DATA RECORDS
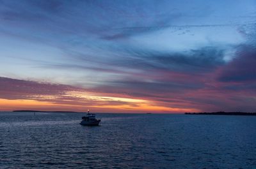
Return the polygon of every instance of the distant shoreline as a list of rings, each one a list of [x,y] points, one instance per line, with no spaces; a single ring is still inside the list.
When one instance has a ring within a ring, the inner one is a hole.
[[[256,115],[256,113],[248,113],[248,112],[203,112],[203,113],[185,113],[185,114],[189,115]]]

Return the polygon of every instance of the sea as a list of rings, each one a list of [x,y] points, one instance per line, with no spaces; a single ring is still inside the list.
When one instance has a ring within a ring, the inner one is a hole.
[[[256,117],[0,112],[0,168],[256,169]]]

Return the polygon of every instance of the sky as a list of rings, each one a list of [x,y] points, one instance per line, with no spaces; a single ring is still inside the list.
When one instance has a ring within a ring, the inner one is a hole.
[[[0,0],[0,111],[256,112],[256,1]]]

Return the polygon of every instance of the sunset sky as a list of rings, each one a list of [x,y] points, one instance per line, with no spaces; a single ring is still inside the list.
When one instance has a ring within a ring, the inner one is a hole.
[[[256,1],[0,0],[0,111],[256,112]]]

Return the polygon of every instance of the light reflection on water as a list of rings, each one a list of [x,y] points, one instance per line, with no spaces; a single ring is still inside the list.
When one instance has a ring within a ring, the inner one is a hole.
[[[256,118],[0,112],[0,168],[253,168]]]

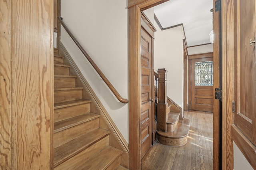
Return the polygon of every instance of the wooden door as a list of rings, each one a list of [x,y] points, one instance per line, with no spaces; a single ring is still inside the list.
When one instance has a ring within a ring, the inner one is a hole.
[[[256,145],[256,3],[235,1],[235,125]]]
[[[191,63],[191,109],[212,112],[213,57],[193,59]]]
[[[152,37],[141,30],[141,158],[152,145]]]

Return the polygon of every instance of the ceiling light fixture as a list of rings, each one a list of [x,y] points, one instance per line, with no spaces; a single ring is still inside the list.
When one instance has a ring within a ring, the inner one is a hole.
[[[211,9],[210,11],[212,12],[212,30],[210,32],[209,35],[210,36],[210,41],[211,42],[211,43],[213,43],[213,8]]]

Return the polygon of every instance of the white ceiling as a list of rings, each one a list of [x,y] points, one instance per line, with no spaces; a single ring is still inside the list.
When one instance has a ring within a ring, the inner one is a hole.
[[[163,28],[183,24],[188,46],[210,43],[213,0],[170,0],[154,7]]]

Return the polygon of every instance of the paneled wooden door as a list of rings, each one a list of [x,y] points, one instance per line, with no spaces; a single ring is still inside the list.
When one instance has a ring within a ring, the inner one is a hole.
[[[141,158],[152,145],[152,37],[142,27],[141,29]]]
[[[213,111],[213,58],[191,60],[191,109]]]
[[[256,145],[256,2],[235,2],[235,125]]]

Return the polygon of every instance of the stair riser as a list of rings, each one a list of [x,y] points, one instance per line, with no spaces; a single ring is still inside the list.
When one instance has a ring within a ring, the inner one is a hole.
[[[95,153],[107,147],[108,145],[108,141],[109,136],[108,136],[54,168],[54,170],[76,169],[88,160]]]
[[[116,170],[119,166],[121,163],[121,156],[118,157],[107,168],[106,170]]]
[[[82,99],[82,89],[54,91],[54,103]]]
[[[90,111],[90,103],[56,109],[54,110],[54,122],[87,113]]]
[[[167,124],[167,132],[173,132],[176,128],[176,126],[178,121],[176,121],[175,123],[172,124]]]
[[[54,66],[54,75],[69,75],[69,67]]]
[[[75,78],[55,77],[54,88],[75,87]]]
[[[54,55],[59,55],[59,49],[57,48],[54,49]]]
[[[187,143],[188,136],[180,138],[169,138],[158,135],[158,141],[162,144],[172,146],[179,146]]]
[[[64,58],[58,57],[54,57],[54,64],[63,64],[64,63]]]
[[[53,136],[54,148],[56,148],[98,127],[99,119],[97,118],[55,133]]]

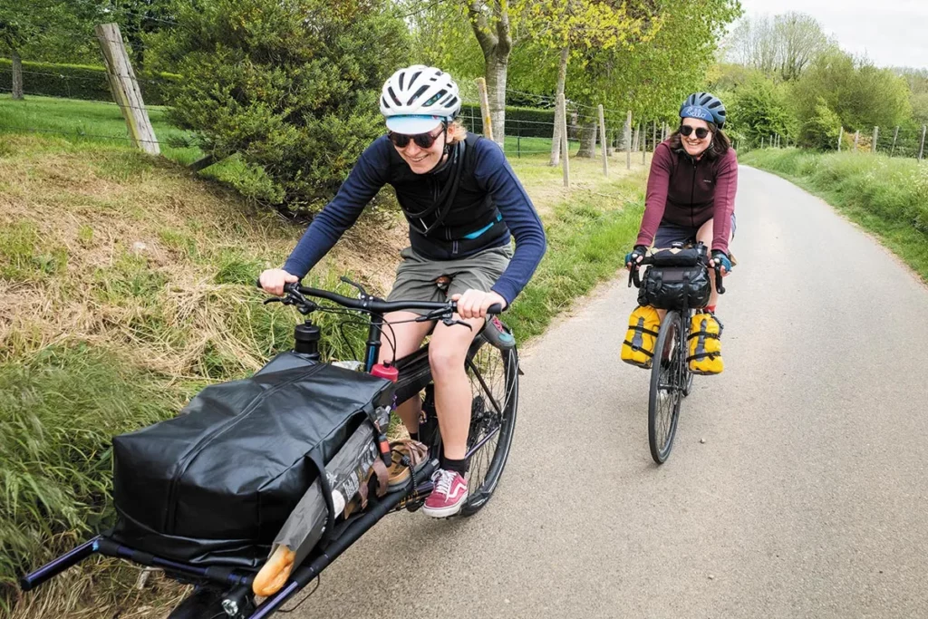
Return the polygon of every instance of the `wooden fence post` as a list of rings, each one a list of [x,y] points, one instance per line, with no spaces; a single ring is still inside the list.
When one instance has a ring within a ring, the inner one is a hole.
[[[129,137],[135,147],[149,155],[161,154],[158,138],[151,121],[148,120],[148,110],[142,100],[142,91],[138,88],[119,26],[114,23],[98,24],[94,32],[97,32],[97,41],[107,65],[110,90],[112,91],[113,100],[122,111],[122,118],[129,128]]]
[[[599,142],[602,143],[602,174],[609,175],[609,152],[606,147],[606,117],[602,112],[602,104],[599,104]]]
[[[477,78],[477,90],[480,91],[480,115],[483,117],[483,135],[493,139],[493,120],[490,118],[490,99],[486,95],[486,80]]]
[[[625,170],[632,169],[632,110],[625,120]]]
[[[642,123],[641,126],[641,165],[648,162],[648,123]]]
[[[561,140],[561,167],[564,171],[564,187],[570,187],[571,161],[568,157],[570,153],[567,146],[567,101],[564,99],[563,93],[558,95],[558,105],[561,107],[561,135],[563,136]]]

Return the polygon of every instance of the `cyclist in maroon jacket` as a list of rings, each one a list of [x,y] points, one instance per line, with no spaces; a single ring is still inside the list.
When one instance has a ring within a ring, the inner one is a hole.
[[[725,106],[715,95],[694,93],[680,106],[680,127],[654,150],[644,216],[626,266],[638,263],[649,246],[702,241],[711,266],[731,271],[728,242],[735,234],[738,159],[722,132]],[[715,270],[710,274],[715,279]],[[715,313],[715,285],[707,309]]]

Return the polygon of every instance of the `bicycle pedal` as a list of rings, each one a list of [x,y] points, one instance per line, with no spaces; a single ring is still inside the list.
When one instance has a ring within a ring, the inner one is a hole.
[[[425,499],[417,498],[416,500],[406,503],[404,509],[409,513],[416,513],[422,508],[423,505],[425,505]]]

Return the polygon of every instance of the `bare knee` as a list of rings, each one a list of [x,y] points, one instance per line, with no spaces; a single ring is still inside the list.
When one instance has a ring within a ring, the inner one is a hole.
[[[455,346],[454,342],[442,342],[444,345],[429,346],[429,366],[432,375],[436,380],[452,376],[464,369],[464,357],[467,355],[466,346]]]

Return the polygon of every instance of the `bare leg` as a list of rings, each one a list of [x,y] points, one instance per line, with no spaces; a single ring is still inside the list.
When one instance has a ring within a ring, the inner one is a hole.
[[[455,317],[458,317],[455,315]],[[442,432],[445,457],[464,459],[467,437],[470,429],[470,406],[473,399],[470,381],[464,369],[464,359],[474,336],[483,328],[483,318],[467,321],[472,329],[460,325],[439,324],[429,344],[429,363],[435,381],[435,410]]]
[[[410,320],[418,316],[418,314],[412,312],[392,312],[385,315],[383,319],[388,322],[395,322]],[[425,336],[429,334],[432,325],[432,323],[431,322],[406,322],[401,325],[393,325],[393,330],[384,327],[384,333],[380,336],[380,363],[401,359],[406,355],[419,350],[422,345],[422,341],[425,340]],[[395,357],[393,355],[393,347],[391,345],[394,334],[396,336]],[[418,394],[396,406],[396,414],[403,419],[403,425],[411,433],[419,432],[419,418],[421,412],[422,401]]]

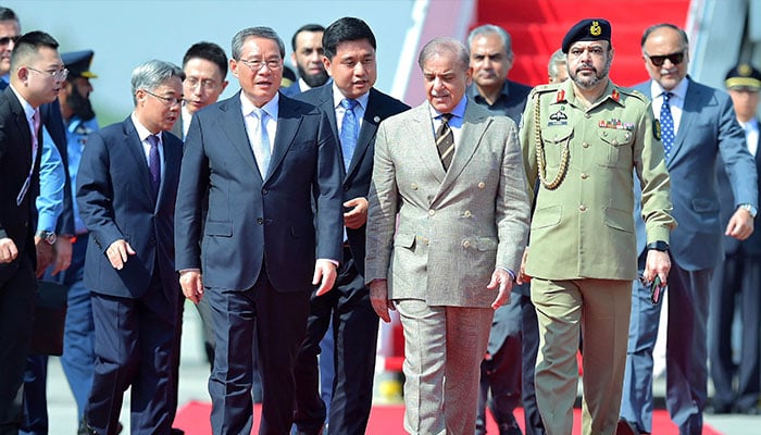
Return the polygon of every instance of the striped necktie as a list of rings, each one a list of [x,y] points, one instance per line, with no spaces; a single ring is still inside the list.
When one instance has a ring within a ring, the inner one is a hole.
[[[454,156],[454,135],[449,127],[449,120],[451,119],[451,113],[441,114],[441,125],[436,129],[436,148],[445,171],[449,170],[449,165],[452,163],[452,156]]]

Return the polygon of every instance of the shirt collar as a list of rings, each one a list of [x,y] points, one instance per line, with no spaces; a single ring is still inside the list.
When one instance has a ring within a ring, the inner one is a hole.
[[[261,110],[261,111],[263,111],[264,113],[266,113],[267,116],[270,116],[271,119],[277,120],[277,115],[278,115],[278,112],[279,112],[279,111],[278,111],[278,104],[279,104],[279,102],[280,102],[280,92],[277,92],[277,94],[275,94],[275,96],[272,98],[272,100],[267,101],[267,102],[266,102],[264,105],[262,105],[261,108],[257,108],[255,105],[253,105],[253,103],[251,102],[251,100],[249,100],[248,97],[246,97],[246,96],[244,95],[242,91],[240,92],[240,109],[241,109],[242,112],[244,112],[244,117],[250,115],[252,112],[254,112],[254,111],[257,111],[257,110]]]
[[[689,77],[685,77],[684,79],[682,79],[682,82],[679,82],[679,84],[676,85],[674,87],[674,89],[671,89],[669,91],[669,92],[673,94],[673,96],[671,98],[676,97],[677,99],[681,99],[682,101],[684,101],[685,98],[687,97],[688,84],[689,84]],[[666,90],[663,89],[663,86],[661,86],[660,83],[658,83],[656,80],[650,82],[650,95],[652,96],[653,99],[661,97],[661,95]]]
[[[346,97],[344,96],[344,94],[341,94],[340,89],[338,89],[338,86],[336,86],[335,82],[333,82],[330,86],[333,87],[333,109],[337,109]],[[362,108],[362,110],[367,110],[367,100],[370,100],[370,91],[364,92],[364,95],[362,95],[359,98],[354,98],[354,100],[357,100],[357,103]]]

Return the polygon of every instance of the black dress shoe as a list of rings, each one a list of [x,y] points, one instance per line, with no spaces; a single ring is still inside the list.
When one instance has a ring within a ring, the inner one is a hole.
[[[759,409],[759,407],[747,407],[747,408],[737,407],[735,409],[735,413],[746,414],[746,415],[761,415],[761,409]]]
[[[639,431],[637,431],[634,423],[621,419],[615,426],[615,435],[639,435]]]
[[[732,405],[728,403],[713,403],[706,408],[706,413],[711,415],[723,415],[732,413]]]

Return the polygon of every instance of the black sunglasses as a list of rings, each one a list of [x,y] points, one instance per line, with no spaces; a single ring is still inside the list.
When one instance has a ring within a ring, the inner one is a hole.
[[[665,62],[666,59],[669,59],[669,62],[671,62],[673,65],[678,65],[682,63],[682,61],[685,60],[685,52],[679,51],[678,53],[671,53],[671,54],[663,54],[663,55],[650,55],[650,54],[645,54],[650,59],[650,62],[652,62],[653,65],[656,66],[662,66],[663,62]]]
[[[21,36],[3,36],[2,38],[0,38],[0,46],[8,46],[11,41],[13,41],[13,44],[16,44],[18,41],[18,38],[21,38]]]

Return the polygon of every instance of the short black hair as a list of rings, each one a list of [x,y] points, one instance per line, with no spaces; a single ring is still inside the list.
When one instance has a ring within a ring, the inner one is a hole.
[[[43,47],[58,50],[58,41],[52,36],[39,30],[29,32],[18,38],[11,53],[11,71],[15,71],[18,63],[30,62],[30,59]]]
[[[0,21],[15,21],[18,22],[18,15],[11,8],[0,7]]]
[[[183,58],[183,69],[185,69],[185,64],[191,59],[204,59],[215,64],[220,67],[222,79],[227,77],[227,55],[225,54],[225,50],[216,44],[200,41],[190,46]]]
[[[366,39],[375,50],[375,35],[367,23],[352,16],[345,16],[333,22],[323,34],[323,50],[327,59],[336,55],[338,45],[346,41]]]
[[[325,32],[325,27],[321,26],[320,24],[304,24],[303,26],[299,27],[299,29],[294,34],[294,37],[290,38],[291,50],[296,51],[296,37],[302,32]]]

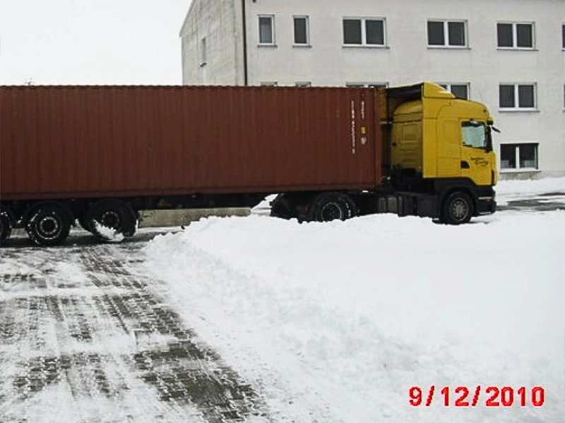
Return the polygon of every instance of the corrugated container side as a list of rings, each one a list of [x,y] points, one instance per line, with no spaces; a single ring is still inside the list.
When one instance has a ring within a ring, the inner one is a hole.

WRITTEN EXERCISE
Rewrite the material as a numbered list, from the line with "Return the polygon of every instance of the wooden" up to and including the line with "[[[152,37],[141,30],[141,158],[152,145]]]", leaving out any blank lines.

OUTPUT OF THE TASK
1. Return the polygon of every instance of the wooden door as a list of rings, each one a list of [x,y] points, one instance per line, with no spaces; a single ring is still inside the list.
2. When one instance has a ring within a ring, the inner one is a hole.
3. [[[256,145],[256,3],[235,1],[235,125]]]
4. [[[191,63],[191,109],[212,112],[213,57],[193,59]]]
5. [[[152,37],[141,30],[141,158],[152,145]]]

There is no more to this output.